**To be done**
Convert the listing below into a JSON array of strings, one string per line, with blank lines omitted.

**Material shown**

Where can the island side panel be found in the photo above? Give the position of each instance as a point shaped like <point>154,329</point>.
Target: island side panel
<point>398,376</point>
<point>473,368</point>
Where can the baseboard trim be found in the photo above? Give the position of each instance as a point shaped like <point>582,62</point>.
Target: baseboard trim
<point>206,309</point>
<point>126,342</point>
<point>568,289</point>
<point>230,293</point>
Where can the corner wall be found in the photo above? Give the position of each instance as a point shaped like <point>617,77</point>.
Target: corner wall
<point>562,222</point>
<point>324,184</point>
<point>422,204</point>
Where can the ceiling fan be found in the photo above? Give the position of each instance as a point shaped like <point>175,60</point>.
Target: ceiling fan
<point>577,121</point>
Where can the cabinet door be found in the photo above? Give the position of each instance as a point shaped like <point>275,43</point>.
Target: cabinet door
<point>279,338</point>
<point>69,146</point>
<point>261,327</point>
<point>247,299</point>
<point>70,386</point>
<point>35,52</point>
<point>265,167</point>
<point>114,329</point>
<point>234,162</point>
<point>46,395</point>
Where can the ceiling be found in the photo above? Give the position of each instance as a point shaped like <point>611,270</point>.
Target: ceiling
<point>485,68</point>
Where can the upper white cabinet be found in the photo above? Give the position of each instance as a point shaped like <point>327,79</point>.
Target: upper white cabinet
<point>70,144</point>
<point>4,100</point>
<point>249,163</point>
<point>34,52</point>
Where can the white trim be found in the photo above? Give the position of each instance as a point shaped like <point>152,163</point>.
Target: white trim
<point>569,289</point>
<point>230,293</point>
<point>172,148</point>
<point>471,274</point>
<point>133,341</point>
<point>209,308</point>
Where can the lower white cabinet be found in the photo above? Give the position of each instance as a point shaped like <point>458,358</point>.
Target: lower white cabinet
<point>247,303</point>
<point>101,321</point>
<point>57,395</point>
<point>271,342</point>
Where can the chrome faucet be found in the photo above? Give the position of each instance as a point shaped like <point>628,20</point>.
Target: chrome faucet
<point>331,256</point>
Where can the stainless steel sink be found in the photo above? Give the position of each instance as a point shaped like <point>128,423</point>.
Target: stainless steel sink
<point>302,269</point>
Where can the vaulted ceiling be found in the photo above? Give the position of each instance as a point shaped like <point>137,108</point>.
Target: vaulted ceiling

**Output of the task**
[
  "Where can the island side panel be found in the photo above? Give the position of each instance as a point shaped like <point>154,329</point>.",
  "Target: island side panel",
  "<point>398,376</point>",
  "<point>473,368</point>",
  "Where can the baseboard trim be found in the photo above? Give the position of each instance as a point shaped like <point>582,62</point>.",
  "Target: baseboard trim",
  "<point>206,309</point>",
  "<point>126,342</point>",
  "<point>568,289</point>",
  "<point>230,293</point>",
  "Where can the corner wall be found in the photo above? Give the position of each instance as a point shaped like <point>617,77</point>.",
  "Target: corner wall",
  "<point>562,222</point>",
  "<point>324,184</point>",
  "<point>422,204</point>",
  "Where can the ceiling fan be found in the photo above? Give the position of each instance as a point shaped like <point>175,60</point>.",
  "Target: ceiling fan",
  "<point>577,121</point>",
  "Where can the cabinet door be found in the photo above? Give the position of each instance as a point shaped like <point>275,43</point>.",
  "Target: cabinet door",
  "<point>279,338</point>",
  "<point>69,146</point>",
  "<point>261,327</point>",
  "<point>247,299</point>",
  "<point>70,386</point>",
  "<point>35,52</point>",
  "<point>265,167</point>",
  "<point>114,329</point>",
  "<point>234,162</point>",
  "<point>46,395</point>",
  "Where can the ceiling be found in the photo above? Give the position of each instance as a point shaped like <point>611,270</point>.",
  "Target: ceiling",
  "<point>485,68</point>",
  "Where can the upper white cabinet be found in the photo above? Give the position of each instance as a point shaped like <point>327,79</point>.",
  "Target: upper white cabinet",
  "<point>70,144</point>",
  "<point>4,100</point>",
  "<point>249,163</point>",
  "<point>34,52</point>",
  "Where can the white trim be found in the photo above? Give the position of each instance as a point shaped like <point>152,163</point>.",
  "Target: white trim",
  "<point>569,289</point>",
  "<point>230,293</point>",
  "<point>172,148</point>",
  "<point>471,274</point>",
  "<point>133,341</point>",
  "<point>209,308</point>",
  "Where can the lower white cabinet be found in the photo above? Give the position of each instance as a point shaped like <point>458,358</point>.",
  "Target: lower white cabinet",
  "<point>247,303</point>",
  "<point>101,321</point>",
  "<point>57,395</point>",
  "<point>271,342</point>",
  "Where can the chrome faucet be found in the photo above? Give the position of each instance as a point shaped like <point>628,20</point>.",
  "Target: chrome faucet",
  "<point>331,256</point>",
  "Where can the stainless steel sink be found in the photo above? Give the position of each instance as a point shaped like <point>128,423</point>.",
  "Target: stainless steel sink",
  "<point>302,269</point>",
  "Where can the vaulted ceiling be found in the photo above? Give the position of each instance as a point shaped like <point>137,108</point>.",
  "Target: vaulted ceiling"
]